** START RECORDS PROVIDED **

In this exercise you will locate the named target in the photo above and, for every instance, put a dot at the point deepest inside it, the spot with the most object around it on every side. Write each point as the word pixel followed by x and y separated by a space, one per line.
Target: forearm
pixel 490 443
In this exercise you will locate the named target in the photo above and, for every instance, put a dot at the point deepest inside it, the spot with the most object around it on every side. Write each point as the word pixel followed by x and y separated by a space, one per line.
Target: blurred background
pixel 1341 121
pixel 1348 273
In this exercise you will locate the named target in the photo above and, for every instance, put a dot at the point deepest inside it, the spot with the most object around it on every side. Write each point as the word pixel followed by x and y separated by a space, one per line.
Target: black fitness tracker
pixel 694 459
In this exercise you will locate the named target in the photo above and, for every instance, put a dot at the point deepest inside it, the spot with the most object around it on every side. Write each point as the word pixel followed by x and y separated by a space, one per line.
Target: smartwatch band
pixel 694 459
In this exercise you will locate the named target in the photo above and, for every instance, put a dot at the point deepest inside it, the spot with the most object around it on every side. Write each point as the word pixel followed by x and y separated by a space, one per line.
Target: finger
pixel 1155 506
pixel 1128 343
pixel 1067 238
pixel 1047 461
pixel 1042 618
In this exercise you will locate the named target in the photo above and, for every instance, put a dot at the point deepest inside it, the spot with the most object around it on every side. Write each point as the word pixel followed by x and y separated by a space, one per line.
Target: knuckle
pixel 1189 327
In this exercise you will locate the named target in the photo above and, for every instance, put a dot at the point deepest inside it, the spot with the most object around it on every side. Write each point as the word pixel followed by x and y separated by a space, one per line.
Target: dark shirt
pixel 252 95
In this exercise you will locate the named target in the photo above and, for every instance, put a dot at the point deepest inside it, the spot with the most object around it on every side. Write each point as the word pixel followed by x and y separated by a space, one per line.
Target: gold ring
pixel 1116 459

** END RECORDS PROVIDED **
** START RECORDS PROVIDED **

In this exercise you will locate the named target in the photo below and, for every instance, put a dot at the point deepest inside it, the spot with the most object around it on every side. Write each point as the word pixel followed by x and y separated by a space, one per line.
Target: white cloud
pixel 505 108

** END RECORDS PROVIDED **

In the listing, from the line with "the photo below" to the line with "pixel 505 108", change "white cloud" to "storm cloud" and give only those lines, with everything else the same.

THE SOLUTION
In this exercise you will locate the named target in the photo below and, for every instance, put a dot at the point deepest inside it, the spot with the most object around it on every side. Write each point as the word pixel followed by x and y separated by a space, one per line.
Target: storm cloud
pixel 505 108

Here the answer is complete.